[TEXT SECTION — start]

When children come to school hungry or when they eat or drink fatty and sugary food, their health and their school performance both suffer.
Nutritious food gives students more focus and energy at school so they learn better, and also it lowers the risk that they become overweight or get diseases like diabetes later in life.
Last year Sarah Turpitt, Tokoroa Hospital Food and Environmental Services manager started a Ka Pai Kai school lunches “pilot” scheme in Tokoroa, partnering with Amisfield Primary School and its principal Bex Kilgour.
Sarah and Bex developed a menu of nutritious and appealing lunches that low income families can order at an affordable price and that meet the national guidelines for school food programmes. The lunches are prepared at the Tokoroa Hospital kitchen and delivered to the school.
The pilot scheme has proved popular with families and the children, and Sarah is keen to see it expand. There is a growing interest from nearby schools.
That’s where Waikato DHB’s Population Health team comes in. It’s staff will work with Sarah, the school and the community to evaluate Ka Pai Kai in terms of nutritional benefits and what the school students themselves think about it. Other important factors will be to reduce costs so the food is very affordable, and assess the ability to cope as demand grows.
DHB health promoters, who already work with local schools, will be doing a lot of the ground work. They will be looking for opportunities to talk to the community and the local iwi about the scheme and its potential, and hopefully collaborate with them in developing it further.

[TEXT SECTION — finish]
[PROVIDED RECORDS — start]

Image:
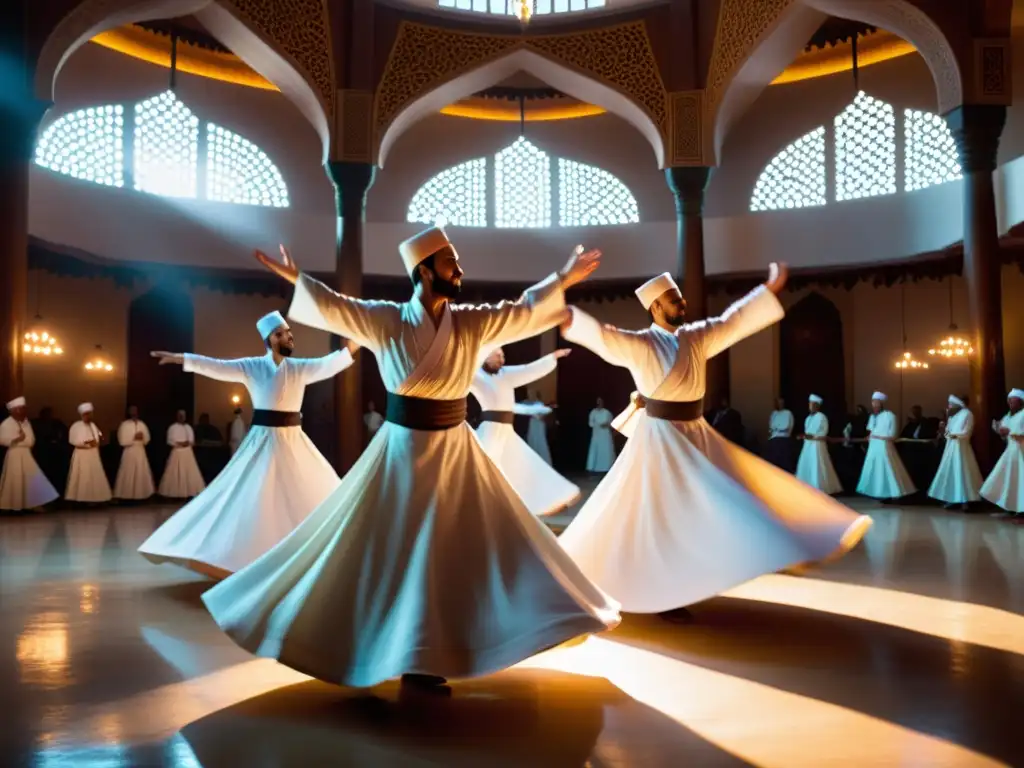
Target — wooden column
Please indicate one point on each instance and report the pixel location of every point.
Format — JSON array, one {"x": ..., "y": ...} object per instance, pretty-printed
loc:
[
  {"x": 977, "y": 130},
  {"x": 19, "y": 116},
  {"x": 687, "y": 185},
  {"x": 351, "y": 182}
]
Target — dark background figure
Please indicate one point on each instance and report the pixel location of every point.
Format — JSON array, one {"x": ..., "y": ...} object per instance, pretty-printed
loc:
[
  {"x": 727, "y": 421},
  {"x": 849, "y": 458},
  {"x": 921, "y": 459},
  {"x": 781, "y": 449}
]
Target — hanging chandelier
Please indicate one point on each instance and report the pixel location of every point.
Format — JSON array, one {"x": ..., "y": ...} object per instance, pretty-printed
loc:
[
  {"x": 953, "y": 346},
  {"x": 98, "y": 363}
]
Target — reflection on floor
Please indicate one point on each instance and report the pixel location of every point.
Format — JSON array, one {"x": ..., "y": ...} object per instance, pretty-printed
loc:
[{"x": 908, "y": 652}]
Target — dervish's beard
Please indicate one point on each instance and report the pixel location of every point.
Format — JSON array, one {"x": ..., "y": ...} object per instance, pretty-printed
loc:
[{"x": 445, "y": 288}]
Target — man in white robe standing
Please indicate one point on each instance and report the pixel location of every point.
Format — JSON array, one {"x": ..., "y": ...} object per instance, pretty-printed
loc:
[
  {"x": 237, "y": 433},
  {"x": 274, "y": 479},
  {"x": 182, "y": 478},
  {"x": 134, "y": 480},
  {"x": 958, "y": 479},
  {"x": 424, "y": 563},
  {"x": 685, "y": 514},
  {"x": 23, "y": 484},
  {"x": 1005, "y": 485},
  {"x": 884, "y": 475},
  {"x": 86, "y": 481},
  {"x": 814, "y": 466},
  {"x": 544, "y": 491},
  {"x": 601, "y": 454}
]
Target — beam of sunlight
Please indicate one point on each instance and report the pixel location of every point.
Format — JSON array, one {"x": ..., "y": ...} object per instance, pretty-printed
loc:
[
  {"x": 762, "y": 725},
  {"x": 949, "y": 620}
]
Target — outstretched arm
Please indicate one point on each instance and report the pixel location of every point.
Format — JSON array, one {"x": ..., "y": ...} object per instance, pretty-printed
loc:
[
  {"x": 233, "y": 371},
  {"x": 520, "y": 376},
  {"x": 754, "y": 312}
]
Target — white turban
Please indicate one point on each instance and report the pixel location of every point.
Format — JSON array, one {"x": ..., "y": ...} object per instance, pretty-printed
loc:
[
  {"x": 653, "y": 288},
  {"x": 269, "y": 323},
  {"x": 421, "y": 246}
]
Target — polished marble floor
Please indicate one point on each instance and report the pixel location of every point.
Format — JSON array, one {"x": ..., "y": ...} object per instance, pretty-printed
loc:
[{"x": 907, "y": 652}]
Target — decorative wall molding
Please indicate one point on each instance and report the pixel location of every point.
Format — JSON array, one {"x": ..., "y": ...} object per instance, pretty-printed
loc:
[{"x": 353, "y": 133}]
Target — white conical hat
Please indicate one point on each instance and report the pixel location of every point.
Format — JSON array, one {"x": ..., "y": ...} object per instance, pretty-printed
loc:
[
  {"x": 653, "y": 288},
  {"x": 419, "y": 247},
  {"x": 269, "y": 323}
]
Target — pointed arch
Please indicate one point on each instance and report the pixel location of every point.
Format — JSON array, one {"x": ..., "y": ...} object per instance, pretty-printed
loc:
[
  {"x": 540, "y": 66},
  {"x": 264, "y": 54}
]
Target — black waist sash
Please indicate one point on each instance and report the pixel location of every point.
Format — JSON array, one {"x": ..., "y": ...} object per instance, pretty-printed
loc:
[
  {"x": 499, "y": 417},
  {"x": 276, "y": 419},
  {"x": 669, "y": 411},
  {"x": 424, "y": 414}
]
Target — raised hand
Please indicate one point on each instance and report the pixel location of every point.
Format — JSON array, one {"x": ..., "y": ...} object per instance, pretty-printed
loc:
[
  {"x": 286, "y": 268},
  {"x": 778, "y": 273},
  {"x": 168, "y": 358},
  {"x": 580, "y": 266}
]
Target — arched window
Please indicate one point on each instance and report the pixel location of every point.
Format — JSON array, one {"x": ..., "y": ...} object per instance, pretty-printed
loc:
[
  {"x": 795, "y": 177},
  {"x": 931, "y": 157},
  {"x": 87, "y": 144},
  {"x": 166, "y": 158},
  {"x": 865, "y": 150},
  {"x": 864, "y": 136},
  {"x": 238, "y": 171},
  {"x": 505, "y": 7},
  {"x": 457, "y": 195},
  {"x": 522, "y": 186},
  {"x": 592, "y": 197}
]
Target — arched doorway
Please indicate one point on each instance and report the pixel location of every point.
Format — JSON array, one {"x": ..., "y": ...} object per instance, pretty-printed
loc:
[
  {"x": 162, "y": 318},
  {"x": 812, "y": 358}
]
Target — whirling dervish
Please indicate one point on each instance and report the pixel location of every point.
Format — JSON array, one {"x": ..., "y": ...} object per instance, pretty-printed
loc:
[
  {"x": 273, "y": 480},
  {"x": 134, "y": 480},
  {"x": 957, "y": 482},
  {"x": 23, "y": 484},
  {"x": 424, "y": 562},
  {"x": 684, "y": 514},
  {"x": 814, "y": 465},
  {"x": 544, "y": 491},
  {"x": 1005, "y": 486},
  {"x": 884, "y": 475}
]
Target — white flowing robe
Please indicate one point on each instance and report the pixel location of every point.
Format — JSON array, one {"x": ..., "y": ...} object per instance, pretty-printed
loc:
[
  {"x": 134, "y": 478},
  {"x": 958, "y": 478},
  {"x": 238, "y": 434},
  {"x": 182, "y": 478},
  {"x": 685, "y": 514},
  {"x": 814, "y": 466},
  {"x": 601, "y": 454},
  {"x": 23, "y": 484},
  {"x": 425, "y": 559},
  {"x": 544, "y": 491},
  {"x": 272, "y": 482},
  {"x": 1005, "y": 486},
  {"x": 86, "y": 480},
  {"x": 884, "y": 475}
]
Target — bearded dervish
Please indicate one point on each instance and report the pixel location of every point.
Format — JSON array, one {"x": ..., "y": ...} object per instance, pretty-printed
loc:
[
  {"x": 424, "y": 563},
  {"x": 273, "y": 480},
  {"x": 544, "y": 491},
  {"x": 685, "y": 514}
]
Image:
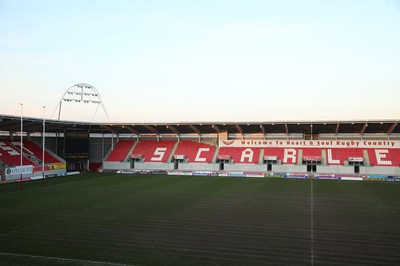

[PROVIDED RECORDS — finish]

- _QUESTIONS ON THE MATERIAL_:
[a] Translate this sentence from the school lunch text into Spanish: "The pilot scheme has proved popular with families and the children, and Sarah is keen to see it expand."
[b] Extend the school lunch text with a further paragraph that picks up after its final sentence.
The rows are taken from a source other than the school lunch text.

- _RESULTS OF THE EXERCISE_:
[a] El programa piloto ha resultado popular entre las familias y los niños, y Sarah tiene muchas ganas de que se amplíe.

[b]
Project manager Zaynel Sushil says follow up measures will be taken at the end of term 1 and a longitudinal study will follow students through the primary school to see if Ka Pai Kai influenced their behaviour and their families towards nutrition.
“If that is the case, we are doing a lot more good than just giving the students a healthy lunch.”
Concurrently, Kai Pai Kai will take ‘the whole of school approach’ by promoting healthy school food policies and building health literacy – just some of the other components of Ka Pai Kai.
“The overall aim is to see Ka Pai Kai reach other parts of South Waikato, and also to showcase the success of Ka Pai Kai as a model for other schools to adopt,” he says.
A community meeting will be held in Tokoroa at the end of April/early May 2016 and those interested in contributing to the programme’s future in some way, as an agency, business or as an individual are welcome to attend. The date will be advised soon.